* The request:
Present every line of the records below as a numbered list, skipping any blank lines and leaving the pictures out.

* Provided information:
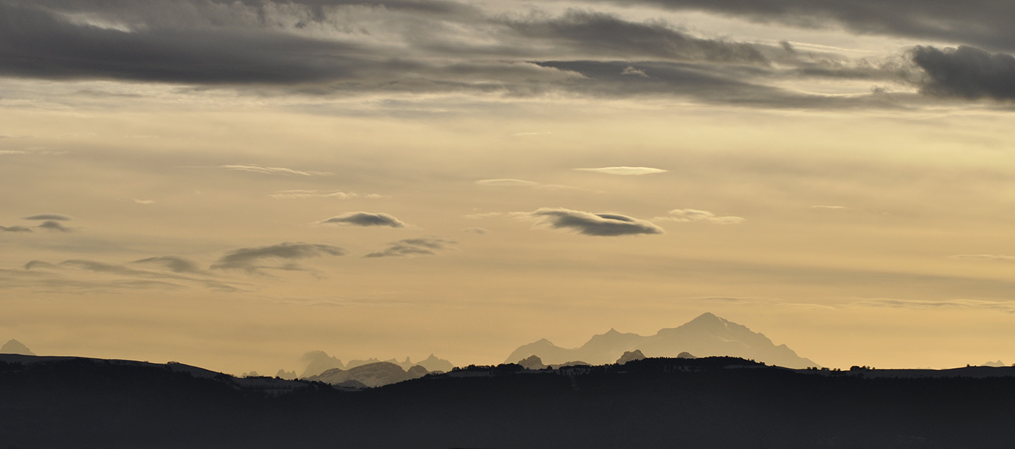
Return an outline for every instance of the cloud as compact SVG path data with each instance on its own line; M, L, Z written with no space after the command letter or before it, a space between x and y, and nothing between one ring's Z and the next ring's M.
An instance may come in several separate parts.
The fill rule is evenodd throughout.
M167 256L166 258L173 257ZM82 271L87 272L88 277L75 278L74 272ZM201 274L201 276L186 275L187 273ZM32 260L24 264L23 270L7 270L6 274L11 277L5 280L13 281L8 286L35 286L59 291L116 291L124 287L184 288L188 285L200 285L222 292L239 290L233 283L209 278L209 273L201 270L190 272L150 271L87 259L70 259L58 264Z
M765 8L741 0L645 1L768 17L752 9ZM808 8L818 11L812 15L821 12L804 0L785 1L799 4L768 12L775 17ZM835 9L833 2L825 3ZM565 93L766 108L895 107L884 95L822 95L776 86L802 77L895 79L894 70L843 67L827 63L835 58L826 54L815 58L783 45L695 37L659 19L519 8L529 12L437 0L5 1L0 2L0 43L6 44L0 47L0 76L303 95ZM1008 28L1005 23L999 29ZM327 175L255 165L218 168Z
M480 219L480 218L489 218L491 216L500 216L503 214L504 212L478 212L478 213L469 213L462 216L469 219Z
M4 233L30 233L31 228L25 227L0 227L0 232Z
M586 0L597 2L597 0ZM996 0L598 0L621 6L642 4L667 9L702 10L804 28L845 28L862 35L899 36L985 47L1015 49L1010 18L1015 5Z
M404 239L392 242L383 251L369 253L363 257L406 257L406 256L432 256L444 251L448 245L455 245L458 242L444 240L432 237L421 237L418 239Z
M405 228L405 222L384 212L345 212L321 221L328 224Z
M195 274L207 273L207 271L198 267L197 262L178 256L149 257L147 259L135 260L131 263L137 263L142 265L154 265L166 268L175 273L195 273Z
M699 39L680 33L662 20L636 22L614 14L568 9L556 17L530 14L505 19L516 33L532 39L552 42L556 48L570 47L568 54L585 53L597 57L662 58L689 61L766 62L757 45ZM630 68L630 71L627 69ZM624 73L626 71L626 73ZM618 73L641 74L634 67Z
M1015 262L1015 256L1003 256L995 254L956 254L954 256L948 256L948 257L951 259Z
M649 77L649 74L646 73L645 70L638 70L638 69L634 68L633 66L624 67L624 69L620 71L620 74L621 75L645 76L647 78Z
M599 169L574 169L574 170L579 172L596 172L596 173L604 173L607 175L620 175L620 176L654 175L657 173L668 172L663 169L653 169L650 167L603 167Z
M670 210L670 216L657 216L653 218L654 220L668 220L668 221L705 221L716 224L737 224L744 221L744 218L739 216L716 216L707 210L698 209L673 209Z
M268 195L272 198L278 199L294 199L294 198L337 198L337 199L349 199L349 198L386 198L385 195L379 195L376 193L369 193L366 195L360 195L353 192L341 192L338 190L283 190L281 192L273 193Z
M48 219L46 221L43 221L39 223L39 226L37 226L36 228L39 228L41 230L60 232L60 233L71 233L74 231L70 228L63 226L63 223L55 219Z
M480 186L494 186L494 187L536 187L540 184L533 181L525 181L520 179L481 179L476 181L476 184Z
M219 169L236 170L241 172L262 173L265 175L300 175L300 176L330 176L328 172L302 172L299 170L285 169L282 167L261 167L261 166L218 166Z
M303 270L301 266L286 262L281 265L264 265L265 260L293 261L321 256L342 256L346 251L342 248L308 244L302 242L283 242L278 245L240 248L225 253L211 265L211 269L243 270L248 273L260 273L264 269Z
M873 298L851 303L855 306L890 307L898 309L988 309L1015 313L1015 302L984 300L898 300L893 298Z
M1015 100L1015 56L973 47L917 47L912 62L927 73L921 92L967 100Z
M545 190L584 190L581 187L564 186L560 184L542 184L534 181L526 181L520 179L482 179L476 181L476 184L480 186L488 187L528 187L532 189L545 189Z
M618 213L589 213L580 210L542 207L521 216L540 220L558 230L586 236L614 237L638 234L663 234L663 229L649 221Z
M56 221L69 221L70 217L67 215L61 215L59 213L40 213L38 215L25 216L21 219L31 219L31 220L56 220Z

* Solution to the exercise:
1. Return an outline for every instance of the cloud as compact SVG path data with each instance on its own line; M, L, Z written with no space after the command letter or before it, a space between x and y, and nothing between one ring's Z and the next ring's M.
2. An instance may come in several separate parts.
3. The fill rule is evenodd throughout.
4. M167 256L166 258L173 257ZM82 271L87 272L88 277L75 278L74 272ZM201 274L201 276L186 275L187 273ZM32 260L24 264L23 270L7 270L6 274L11 277L5 280L13 281L8 286L35 286L59 291L116 291L124 287L184 288L188 285L200 285L222 292L239 290L233 283L209 278L209 273L201 270L190 272L150 271L87 259L70 259L58 264Z
5. M765 8L741 0L645 1L768 17L752 9ZM808 8L818 11L812 15L821 12L804 0L785 1L799 4L768 12L775 17ZM835 9L833 2L825 3ZM565 93L766 108L895 107L884 95L822 95L776 86L802 77L895 79L894 70L843 67L827 63L835 58L826 54L815 58L783 45L695 37L659 19L519 8L529 12L437 0L5 1L0 2L0 43L6 44L0 47L0 76L303 95ZM1008 28L1005 23L999 29ZM327 175L255 165L218 168Z
6. M480 219L480 218L489 218L491 216L500 216L503 214L504 212L478 212L478 213L469 213L462 216L469 219Z
7. M4 233L30 233L31 228L25 227L0 227L0 232Z
8. M586 0L597 2L597 0ZM996 0L598 0L621 6L642 4L667 9L702 10L804 28L845 28L862 35L899 36L985 47L1015 49L1010 18L1015 5Z
9. M404 239L392 242L383 251L369 253L363 257L406 257L406 256L432 256L444 251L448 245L455 245L458 242L444 240L432 237L421 237L418 239Z
10. M405 228L405 222L384 212L345 212L321 221L328 224Z
11. M195 274L207 273L207 271L198 267L197 262L178 256L149 257L147 259L135 260L131 263L137 263L142 265L154 265L166 268L175 273L195 273Z
12. M699 39L680 33L662 20L636 22L614 14L568 9L556 17L530 14L505 19L516 33L532 39L552 42L556 48L570 47L568 54L585 53L597 57L662 58L689 61L766 62L757 45ZM630 68L630 71L627 69ZM624 73L626 71L626 73ZM618 73L641 74L634 67Z
13. M1015 262L1015 256L1003 256L995 254L956 254L954 256L948 256L948 257L951 259Z
14. M649 77L649 74L646 73L645 70L638 70L638 69L634 68L633 66L624 67L624 69L620 71L620 74L621 75L645 76L647 78Z
15. M599 169L574 169L574 170L579 172L596 172L596 173L604 173L607 175L620 175L620 176L654 175L657 173L668 172L663 169L653 169L650 167L603 167Z
16. M670 210L670 216L657 216L653 218L654 220L668 220L668 221L705 221L716 224L737 224L744 221L744 218L739 216L716 216L707 210L698 209L673 209Z
17. M268 195L272 198L278 199L294 199L294 198L337 198L337 199L349 199L349 198L386 198L385 195L379 195L376 193L369 193L366 195L360 195L353 192L341 192L338 190L283 190L281 192L273 193Z
18. M48 219L46 221L43 221L39 223L39 226L37 226L36 228L39 228L41 230L60 232L60 233L71 233L74 231L70 228L63 226L63 223L55 219Z
19. M480 186L494 186L494 187L536 187L540 184L533 181L525 181L520 179L481 179L476 181L476 184Z
20. M219 169L236 170L241 172L262 173L265 175L300 175L300 176L330 176L328 172L302 172L299 170L285 169L282 167L261 167L261 166L218 166Z
21. M303 270L301 266L286 262L281 265L264 265L265 260L293 261L321 256L342 256L346 251L342 248L308 244L302 242L283 242L278 245L240 248L225 253L211 265L211 269L243 270L248 273L260 273L264 269Z
22. M873 298L851 303L855 306L890 307L898 309L988 309L1015 313L1015 302L984 300L898 300L893 298Z
23. M1015 100L1015 56L973 47L917 47L912 62L927 73L921 92L967 100Z
24. M545 190L584 190L581 187L564 186L560 184L542 184L534 181L526 181L520 179L482 179L476 181L476 184L480 186L488 187L528 187L532 189L545 189Z
25. M618 213L589 213L580 210L542 207L521 216L540 220L558 230L586 236L614 237L638 234L663 234L663 229L649 221Z
26. M56 221L69 221L70 217L67 215L61 215L59 213L40 213L38 215L25 216L21 219L31 219L31 220L56 220Z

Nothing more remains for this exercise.